### Do this
Put every line of the entries below into a JSON list of strings, with one string per line and blank lines omitted. Leave the pictures out.
### Records supplied ###
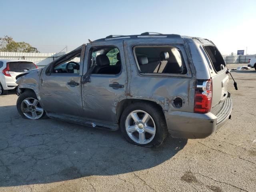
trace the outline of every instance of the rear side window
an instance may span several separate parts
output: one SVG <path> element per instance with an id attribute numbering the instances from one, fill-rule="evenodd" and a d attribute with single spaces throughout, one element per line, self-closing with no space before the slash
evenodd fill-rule
<path id="1" fill-rule="evenodd" d="M 11 62 L 8 63 L 10 71 L 23 72 L 36 68 L 36 65 L 32 62 Z"/>
<path id="2" fill-rule="evenodd" d="M 224 69 L 226 64 L 220 52 L 213 46 L 204 47 L 215 70 L 218 72 Z"/>
<path id="3" fill-rule="evenodd" d="M 135 47 L 134 52 L 141 73 L 186 74 L 180 50 L 172 46 Z"/>

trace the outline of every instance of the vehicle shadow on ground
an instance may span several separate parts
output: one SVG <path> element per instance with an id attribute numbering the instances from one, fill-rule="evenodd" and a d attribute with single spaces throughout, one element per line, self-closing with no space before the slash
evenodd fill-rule
<path id="1" fill-rule="evenodd" d="M 15 106 L 0 107 L 0 186 L 146 170 L 170 159 L 187 142 L 169 137 L 158 148 L 139 147 L 118 131 L 24 119 Z"/>
<path id="2" fill-rule="evenodd" d="M 14 94 L 16 94 L 16 89 L 11 89 L 10 90 L 8 90 L 8 92 L 6 94 L 3 95 L 13 95 Z"/>

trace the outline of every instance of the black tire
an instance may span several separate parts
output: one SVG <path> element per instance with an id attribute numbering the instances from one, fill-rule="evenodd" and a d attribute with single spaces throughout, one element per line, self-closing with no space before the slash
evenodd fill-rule
<path id="1" fill-rule="evenodd" d="M 27 90 L 20 95 L 19 97 L 18 97 L 18 99 L 17 100 L 17 102 L 16 103 L 17 109 L 18 112 L 20 116 L 23 118 L 25 119 L 28 119 L 28 118 L 26 117 L 24 114 L 23 114 L 23 113 L 21 110 L 21 103 L 24 99 L 26 99 L 26 98 L 34 98 L 37 100 L 38 99 L 36 94 L 32 90 Z M 48 117 L 47 116 L 45 111 L 44 111 L 43 115 L 38 119 L 47 119 L 48 118 Z"/>
<path id="2" fill-rule="evenodd" d="M 2 90 L 2 91 L 0 92 L 0 95 L 6 95 L 8 93 L 8 90 L 4 90 L 1 83 L 0 83 L 0 86 L 1 87 L 0 88 Z"/>
<path id="3" fill-rule="evenodd" d="M 141 144 L 134 142 L 128 135 L 126 130 L 125 122 L 129 114 L 135 110 L 142 110 L 148 113 L 153 118 L 156 125 L 156 134 L 149 143 Z M 120 119 L 120 129 L 123 136 L 129 142 L 146 147 L 160 146 L 168 135 L 168 129 L 163 111 L 157 106 L 145 102 L 138 102 L 127 107 L 123 112 Z"/>

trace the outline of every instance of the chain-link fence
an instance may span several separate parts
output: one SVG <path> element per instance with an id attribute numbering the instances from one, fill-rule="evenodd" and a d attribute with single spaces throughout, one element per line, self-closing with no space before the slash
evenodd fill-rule
<path id="1" fill-rule="evenodd" d="M 249 59 L 256 58 L 256 54 L 233 56 L 222 55 L 222 56 L 226 63 L 228 64 L 248 63 Z"/>

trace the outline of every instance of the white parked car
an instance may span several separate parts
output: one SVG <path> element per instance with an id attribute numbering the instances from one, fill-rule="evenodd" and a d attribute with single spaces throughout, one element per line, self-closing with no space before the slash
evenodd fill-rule
<path id="1" fill-rule="evenodd" d="M 18 85 L 16 83 L 16 76 L 37 68 L 31 61 L 0 59 L 0 95 L 15 88 Z"/>
<path id="2" fill-rule="evenodd" d="M 256 58 L 251 58 L 249 59 L 249 63 L 247 65 L 248 67 L 254 68 L 256 70 Z"/>

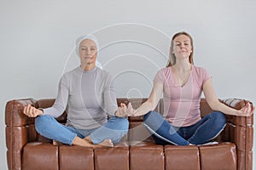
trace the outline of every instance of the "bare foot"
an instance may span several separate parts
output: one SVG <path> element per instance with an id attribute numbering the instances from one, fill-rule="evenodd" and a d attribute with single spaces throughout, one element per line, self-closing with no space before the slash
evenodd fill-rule
<path id="1" fill-rule="evenodd" d="M 102 148 L 102 147 L 113 147 L 111 139 L 105 139 L 103 140 L 103 142 L 95 145 L 95 148 Z"/>

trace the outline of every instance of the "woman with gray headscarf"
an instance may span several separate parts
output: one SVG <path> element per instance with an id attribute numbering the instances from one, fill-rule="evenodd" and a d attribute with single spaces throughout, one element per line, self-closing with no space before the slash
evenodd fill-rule
<path id="1" fill-rule="evenodd" d="M 113 78 L 96 66 L 98 49 L 95 37 L 79 37 L 76 53 L 80 65 L 61 76 L 53 106 L 24 108 L 24 114 L 36 117 L 36 130 L 41 135 L 70 145 L 113 147 L 128 132 L 126 110 L 117 106 Z M 67 105 L 67 123 L 62 125 L 55 118 Z"/>

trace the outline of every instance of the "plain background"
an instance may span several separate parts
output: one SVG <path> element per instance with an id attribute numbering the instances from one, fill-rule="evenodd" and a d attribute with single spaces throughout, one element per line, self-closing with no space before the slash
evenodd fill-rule
<path id="1" fill-rule="evenodd" d="M 255 104 L 255 8 L 253 0 L 1 0 L 1 168 L 7 169 L 6 102 L 55 98 L 61 76 L 79 65 L 80 35 L 97 36 L 98 60 L 114 76 L 118 97 L 148 97 L 170 37 L 185 31 L 194 37 L 195 65 L 212 76 L 218 97 Z"/>

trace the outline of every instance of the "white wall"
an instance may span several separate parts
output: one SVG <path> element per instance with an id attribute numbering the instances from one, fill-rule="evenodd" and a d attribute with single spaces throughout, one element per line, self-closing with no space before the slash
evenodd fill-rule
<path id="1" fill-rule="evenodd" d="M 82 34 L 98 37 L 98 59 L 115 76 L 119 97 L 147 97 L 170 37 L 186 31 L 218 96 L 255 103 L 255 8 L 253 0 L 0 1 L 1 167 L 7 169 L 6 102 L 55 98 L 61 74 L 79 65 L 73 48 Z"/>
###
### Result below
[
  "trace the outline of every instance of the rear side window",
  "an instance may span several separate parts",
  "output: one SVG <path> element per instance with an id attribute numbering the instances from one, fill-rule=\"evenodd\" and a d attribute with single spaces throughout, one element per line, self-closing with no space before the slash",
  "evenodd fill-rule",
  "<path id=\"1\" fill-rule=\"evenodd\" d=\"M 11 62 L 8 63 L 10 71 L 23 72 L 36 68 L 36 65 L 32 62 Z\"/>",
  "<path id=\"2\" fill-rule=\"evenodd\" d=\"M 224 69 L 226 64 L 220 52 L 213 46 L 204 47 L 215 70 L 218 72 Z\"/>",
  "<path id=\"3\" fill-rule=\"evenodd\" d=\"M 135 47 L 134 52 L 141 73 L 186 74 L 180 50 L 172 46 Z\"/>",
  "trace the outline of every instance of the vehicle shadow on ground",
  "an instance may span several separate parts",
  "output: one SVG <path> element per instance with an id attribute numbering the instances from one, fill-rule=\"evenodd\" and a d attribute with single spaces throughout, one element per line, self-closing with no space before the slash",
  "evenodd fill-rule",
  "<path id=\"1\" fill-rule=\"evenodd\" d=\"M 15 106 L 0 107 L 0 186 L 146 170 L 170 159 L 187 142 L 169 137 L 158 148 L 139 147 L 118 131 L 24 119 Z\"/>",
  "<path id=\"2\" fill-rule=\"evenodd\" d=\"M 14 94 L 16 94 L 16 89 L 11 89 L 10 90 L 8 90 L 8 92 L 6 94 L 3 95 L 13 95 Z\"/>",
  "trace the outline of every instance of the black tire",
  "an instance may span several separate parts",
  "output: one SVG <path> element per instance with an id attribute numbering the instances from one, fill-rule=\"evenodd\" and a d attribute with single spaces throughout, one element per line, self-closing with no space before the slash",
  "evenodd fill-rule",
  "<path id=\"1\" fill-rule=\"evenodd\" d=\"M 27 90 L 20 95 L 19 97 L 18 97 L 18 99 L 17 100 L 17 102 L 16 103 L 17 109 L 18 112 L 20 116 L 23 118 L 25 119 L 28 119 L 28 118 L 26 117 L 24 114 L 23 114 L 23 113 L 21 110 L 21 103 L 24 99 L 26 99 L 26 98 L 34 98 L 37 100 L 38 99 L 36 94 L 32 90 Z M 48 117 L 47 116 L 45 111 L 44 111 L 43 115 L 38 119 L 47 119 L 48 118 Z\"/>",
  "<path id=\"2\" fill-rule=\"evenodd\" d=\"M 2 90 L 2 91 L 0 92 L 0 95 L 6 95 L 8 93 L 8 90 L 4 90 L 1 83 L 0 83 L 0 86 L 1 87 L 0 88 Z\"/>",
  "<path id=\"3\" fill-rule=\"evenodd\" d=\"M 141 144 L 134 142 L 128 135 L 126 130 L 125 122 L 129 114 L 135 110 L 142 110 L 148 113 L 153 118 L 156 125 L 156 134 L 149 143 Z M 120 119 L 120 129 L 123 136 L 129 142 L 146 147 L 160 146 L 168 135 L 168 129 L 163 111 L 157 106 L 145 102 L 138 102 L 127 107 L 123 112 Z\"/>",
  "trace the outline of every instance of the chain-link fence",
  "an instance may span several separate parts",
  "output: one SVG <path> element per instance with an id attribute numbering the instances from one, fill-rule=\"evenodd\" and a d attribute with single spaces throughout, one element per line, self-closing with no space before the slash",
  "evenodd fill-rule",
  "<path id=\"1\" fill-rule=\"evenodd\" d=\"M 249 59 L 256 58 L 256 54 L 233 56 L 222 55 L 222 56 L 226 63 L 228 64 L 248 63 Z\"/>",
  "trace the outline of every instance of the white parked car",
  "an instance may span several separate parts",
  "output: one SVG <path> element per instance with an id attribute numbering the instances from one, fill-rule=\"evenodd\" and a d attribute with single spaces throughout, one element per line, self-closing with no space before the slash",
  "evenodd fill-rule",
  "<path id=\"1\" fill-rule=\"evenodd\" d=\"M 18 85 L 16 83 L 16 76 L 37 68 L 31 61 L 0 59 L 0 95 L 15 88 Z\"/>",
  "<path id=\"2\" fill-rule=\"evenodd\" d=\"M 256 58 L 251 58 L 249 59 L 249 63 L 247 65 L 248 67 L 254 68 L 256 70 Z\"/>",
  "trace the outline of every instance of the \"bare foot\"",
  "an instance may span several separate parts",
  "output: one SVG <path> element per instance with an id attribute numbering the instances from one, fill-rule=\"evenodd\" and a d attribute with single spaces throughout, one element per line, self-closing with no space before the slash",
  "evenodd fill-rule",
  "<path id=\"1\" fill-rule=\"evenodd\" d=\"M 102 148 L 102 147 L 113 147 L 111 139 L 105 139 L 103 140 L 103 142 L 95 145 L 95 148 Z\"/>",
  "trace the outline of every instance of the \"woman with gray headscarf\"",
  "an instance may span several separate parts",
  "output: one SVG <path> element per instance with an id attribute numbering the instances from one, fill-rule=\"evenodd\" and a d attribute with single spaces throughout, one element per line, self-closing with no space before the slash",
  "evenodd fill-rule",
  "<path id=\"1\" fill-rule=\"evenodd\" d=\"M 113 78 L 96 66 L 98 49 L 95 37 L 79 37 L 76 53 L 80 65 L 61 76 L 53 106 L 24 108 L 24 114 L 36 117 L 36 130 L 41 135 L 70 145 L 113 147 L 128 132 L 126 110 L 117 106 Z M 67 105 L 67 123 L 62 125 L 55 118 Z\"/>",
  "trace the outline of every instance of the \"plain background\"",
  "an instance may span several separate parts",
  "output: one SVG <path> element per instance with an id attribute numbering the instances from one, fill-rule=\"evenodd\" and a d attribute with single spaces throughout, one element per line, self-closing with no space before the slash",
  "evenodd fill-rule",
  "<path id=\"1\" fill-rule=\"evenodd\" d=\"M 255 104 L 255 8 L 253 0 L 1 0 L 1 168 L 7 169 L 6 102 L 55 98 L 61 76 L 79 65 L 80 35 L 97 36 L 98 60 L 114 76 L 118 97 L 148 97 L 170 37 L 185 31 L 194 37 L 195 65 L 212 76 L 218 97 Z\"/>",
  "trace the outline of every instance of the \"white wall\"",
  "an instance may span several separate parts",
  "output: one SVG <path> element per instance with an id attribute numbering the instances from one, fill-rule=\"evenodd\" and a d attribute with single spaces throughout, one element per line, self-closing with no space before the slash",
  "evenodd fill-rule",
  "<path id=\"1\" fill-rule=\"evenodd\" d=\"M 82 34 L 98 37 L 98 59 L 115 76 L 119 97 L 147 97 L 170 37 L 186 31 L 218 96 L 255 103 L 255 8 L 253 0 L 0 1 L 1 167 L 7 169 L 6 102 L 55 98 L 61 74 L 79 65 L 73 48 Z\"/>"
]